> [To be done] Please lay out the listing, from its start through the line containing "57], [94, 55]]", both ends included, as a two-column CSV with the headers prompt_text and mask_answer. Each row puts the text and its answer in one quoted field each, with line breaks turned into spaces.

> [Source material]
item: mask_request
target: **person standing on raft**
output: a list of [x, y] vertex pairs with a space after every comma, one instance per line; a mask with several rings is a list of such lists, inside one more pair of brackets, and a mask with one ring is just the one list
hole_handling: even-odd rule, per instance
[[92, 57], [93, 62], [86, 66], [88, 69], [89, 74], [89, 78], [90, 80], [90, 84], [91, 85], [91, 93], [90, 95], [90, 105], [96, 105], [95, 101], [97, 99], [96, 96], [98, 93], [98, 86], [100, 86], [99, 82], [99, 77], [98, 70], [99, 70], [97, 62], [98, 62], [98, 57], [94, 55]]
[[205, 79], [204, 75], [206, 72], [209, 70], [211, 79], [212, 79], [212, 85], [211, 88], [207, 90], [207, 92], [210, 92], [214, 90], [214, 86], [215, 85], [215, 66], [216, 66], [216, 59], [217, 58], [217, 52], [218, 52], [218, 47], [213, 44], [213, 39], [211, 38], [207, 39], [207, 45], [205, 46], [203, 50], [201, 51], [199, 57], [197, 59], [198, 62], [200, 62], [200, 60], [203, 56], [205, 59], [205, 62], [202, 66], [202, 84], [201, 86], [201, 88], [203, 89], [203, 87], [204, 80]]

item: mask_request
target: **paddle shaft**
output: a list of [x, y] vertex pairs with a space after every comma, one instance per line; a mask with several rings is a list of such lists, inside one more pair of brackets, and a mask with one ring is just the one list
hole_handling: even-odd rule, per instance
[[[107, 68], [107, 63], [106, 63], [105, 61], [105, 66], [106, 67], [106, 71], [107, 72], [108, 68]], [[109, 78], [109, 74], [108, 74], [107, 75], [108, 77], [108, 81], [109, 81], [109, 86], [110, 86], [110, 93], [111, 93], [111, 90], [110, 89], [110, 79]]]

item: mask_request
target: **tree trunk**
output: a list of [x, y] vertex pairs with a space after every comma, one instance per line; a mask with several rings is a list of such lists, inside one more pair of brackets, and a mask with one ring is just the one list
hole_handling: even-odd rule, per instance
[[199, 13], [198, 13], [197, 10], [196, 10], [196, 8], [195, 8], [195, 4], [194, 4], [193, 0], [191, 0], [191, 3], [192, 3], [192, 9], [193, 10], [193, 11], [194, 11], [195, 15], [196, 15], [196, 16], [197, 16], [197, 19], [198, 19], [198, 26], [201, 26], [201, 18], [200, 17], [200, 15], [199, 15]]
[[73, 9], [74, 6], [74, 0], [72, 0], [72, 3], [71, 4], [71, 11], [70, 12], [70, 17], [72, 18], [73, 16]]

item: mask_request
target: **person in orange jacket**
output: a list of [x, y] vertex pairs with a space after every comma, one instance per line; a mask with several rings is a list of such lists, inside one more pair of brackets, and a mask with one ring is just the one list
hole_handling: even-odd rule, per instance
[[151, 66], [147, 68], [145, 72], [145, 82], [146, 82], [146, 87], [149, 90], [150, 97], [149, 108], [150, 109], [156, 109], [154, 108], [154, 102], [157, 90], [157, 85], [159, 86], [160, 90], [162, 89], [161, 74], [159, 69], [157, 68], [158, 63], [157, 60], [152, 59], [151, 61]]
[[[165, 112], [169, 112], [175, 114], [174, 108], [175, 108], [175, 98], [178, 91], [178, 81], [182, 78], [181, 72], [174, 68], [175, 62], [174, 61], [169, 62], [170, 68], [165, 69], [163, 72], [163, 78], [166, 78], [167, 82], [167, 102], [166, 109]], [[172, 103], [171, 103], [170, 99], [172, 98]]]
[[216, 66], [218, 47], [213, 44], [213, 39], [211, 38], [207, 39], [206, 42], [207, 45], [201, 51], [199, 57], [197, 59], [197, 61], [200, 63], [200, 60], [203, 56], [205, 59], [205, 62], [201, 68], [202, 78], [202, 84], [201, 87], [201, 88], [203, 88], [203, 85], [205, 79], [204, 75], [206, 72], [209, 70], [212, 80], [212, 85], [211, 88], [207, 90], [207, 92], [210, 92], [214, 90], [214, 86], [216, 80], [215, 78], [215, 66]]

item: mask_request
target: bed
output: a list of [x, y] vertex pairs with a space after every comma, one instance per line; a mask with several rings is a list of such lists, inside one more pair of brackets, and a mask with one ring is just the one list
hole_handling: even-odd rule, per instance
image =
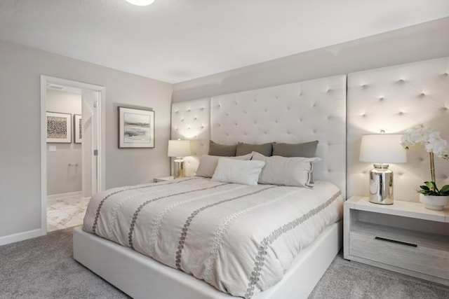
[[[318, 140], [316, 155], [321, 160], [313, 163], [313, 188], [283, 186], [267, 182], [251, 185], [222, 178], [215, 180], [213, 177], [193, 176], [107, 190], [93, 197], [89, 204], [92, 207], [88, 214], [91, 215], [85, 221], [85, 230], [77, 228], [74, 231], [74, 258], [133, 298], [234, 298], [232, 294], [257, 299], [307, 298], [342, 246], [339, 211], [346, 190], [345, 88], [346, 77], [335, 76], [174, 103], [172, 138], [180, 136], [189, 139], [194, 149], [194, 155], [189, 157], [191, 160], [187, 161], [193, 169], [189, 173], [187, 169], [188, 175], [197, 170], [201, 158], [208, 153], [209, 140], [227, 145], [272, 141], [299, 144]], [[273, 113], [269, 113], [270, 111]], [[298, 130], [300, 123], [301, 127]], [[194, 132], [196, 128], [197, 130]], [[237, 163], [231, 162], [229, 159], [220, 159], [220, 163], [224, 160], [227, 165]], [[241, 166], [243, 163], [239, 162], [239, 165]], [[217, 167], [220, 165], [219, 163]], [[259, 174], [257, 177], [260, 178]], [[180, 189], [172, 188], [175, 185]], [[208, 191], [199, 195], [199, 190], [195, 188]], [[227, 193], [224, 189], [230, 189], [230, 197], [222, 197]], [[147, 194], [144, 190], [152, 191]], [[119, 193], [124, 194], [125, 190], [130, 193], [124, 197], [118, 196]], [[185, 197], [186, 193], [196, 196], [194, 199]], [[318, 193], [322, 195], [316, 195]], [[255, 194], [263, 196], [255, 197]], [[143, 201], [135, 202], [132, 208], [125, 208], [125, 213], [117, 212], [122, 202], [137, 200], [141, 195], [147, 199], [139, 200]], [[321, 197], [321, 200], [317, 200]], [[156, 200], [159, 197], [169, 198], [168, 206], [159, 207], [154, 209], [154, 214], [141, 217], [144, 211], [153, 210], [148, 208], [149, 205], [154, 207], [162, 202]], [[310, 200], [311, 197], [314, 200]], [[206, 202], [206, 200], [213, 202]], [[304, 205], [297, 206], [302, 201]], [[194, 206], [187, 208], [186, 202]], [[245, 202], [249, 205], [235, 207], [228, 205], [231, 202], [239, 202], [239, 204]], [[281, 204], [275, 204], [281, 202]], [[108, 205], [111, 206], [112, 213], [109, 216], [102, 214], [103, 210], [108, 209]], [[274, 214], [283, 206], [290, 209]], [[202, 218], [203, 215], [207, 214], [205, 207], [208, 210], [214, 210], [209, 217], [218, 219], [217, 224], [205, 224], [206, 220]], [[324, 207], [331, 207], [334, 212], [332, 216], [329, 214], [325, 216], [326, 220], [320, 221], [323, 225], [304, 224], [316, 214], [327, 214]], [[262, 214], [250, 216], [252, 210], [258, 210]], [[288, 211], [294, 213], [288, 215]], [[302, 212], [298, 214], [300, 211]], [[237, 224], [246, 216], [252, 220]], [[270, 216], [277, 220], [274, 223], [257, 221]], [[156, 232], [167, 217], [175, 220], [175, 228], [172, 232], [164, 232], [166, 237], [161, 237]], [[121, 220], [117, 221], [119, 218]], [[142, 219], [147, 219], [152, 228], [135, 227], [134, 223]], [[194, 223], [201, 223], [199, 232], [191, 230], [196, 225]], [[128, 226], [121, 227], [117, 223]], [[207, 226], [213, 228], [211, 232], [201, 230]], [[239, 241], [227, 239], [228, 235], [236, 234], [228, 233], [231, 226], [260, 229], [255, 237], [249, 238], [248, 244], [240, 246]], [[243, 234], [248, 230], [241, 230], [237, 240], [246, 238]], [[269, 250], [264, 247], [267, 242], [274, 239], [276, 243], [284, 238], [286, 232], [292, 231], [300, 236], [299, 241], [288, 237], [287, 244], [290, 245], [283, 244]], [[187, 246], [185, 241], [187, 242], [188, 238], [185, 233], [197, 234], [192, 239], [199, 240], [199, 243]], [[202, 233], [209, 237], [202, 237]], [[173, 243], [158, 243], [159, 238], [175, 239], [179, 245], [175, 250]], [[135, 243], [138, 239], [142, 239], [142, 244]], [[260, 246], [262, 249], [257, 250]], [[203, 247], [207, 249], [206, 253], [199, 253], [199, 249]], [[221, 247], [229, 247], [229, 250], [223, 253], [221, 249], [218, 250]], [[168, 257], [162, 256], [160, 253], [163, 251], [170, 254]], [[246, 258], [239, 256], [241, 255]], [[208, 260], [206, 258], [206, 262], [201, 264], [198, 261], [201, 256], [207, 256]], [[274, 258], [269, 258], [268, 256]], [[247, 264], [251, 263], [253, 270], [249, 271]], [[221, 272], [220, 277], [214, 272], [217, 268], [222, 270], [218, 271]], [[264, 271], [276, 274], [267, 278], [261, 272]], [[234, 276], [237, 279], [231, 281]]]

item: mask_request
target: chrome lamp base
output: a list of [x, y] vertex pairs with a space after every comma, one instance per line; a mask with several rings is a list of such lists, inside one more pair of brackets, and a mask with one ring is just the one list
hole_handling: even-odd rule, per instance
[[375, 164], [370, 171], [370, 202], [393, 204], [393, 172], [388, 164]]
[[173, 160], [173, 179], [184, 177], [185, 177], [184, 160], [180, 158], [177, 158]]

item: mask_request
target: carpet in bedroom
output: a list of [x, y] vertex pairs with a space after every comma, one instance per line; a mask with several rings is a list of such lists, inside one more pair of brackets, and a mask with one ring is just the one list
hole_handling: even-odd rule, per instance
[[[72, 230], [0, 246], [0, 298], [128, 298], [73, 259]], [[350, 262], [340, 252], [309, 298], [442, 299], [449, 288]]]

> [Output for this task]
prompt_text,mask_answer
"item: mask_request target: **person standing on raft** output: a list of [x, y] vertex pairs with a space after every comma, one instance per line; a mask with several rings is a list of such lists, inside one more pair of brackets, and a mask with one ring is just the one list hole_handling: even-odd rule, per instance","[[92, 57], [93, 62], [86, 66], [88, 69], [89, 74], [89, 78], [90, 80], [90, 84], [91, 85], [91, 93], [90, 95], [90, 105], [96, 105], [95, 101], [97, 99], [96, 96], [98, 93], [98, 86], [100, 86], [99, 82], [99, 77], [98, 70], [99, 70], [97, 62], [98, 62], [98, 57], [94, 55]]"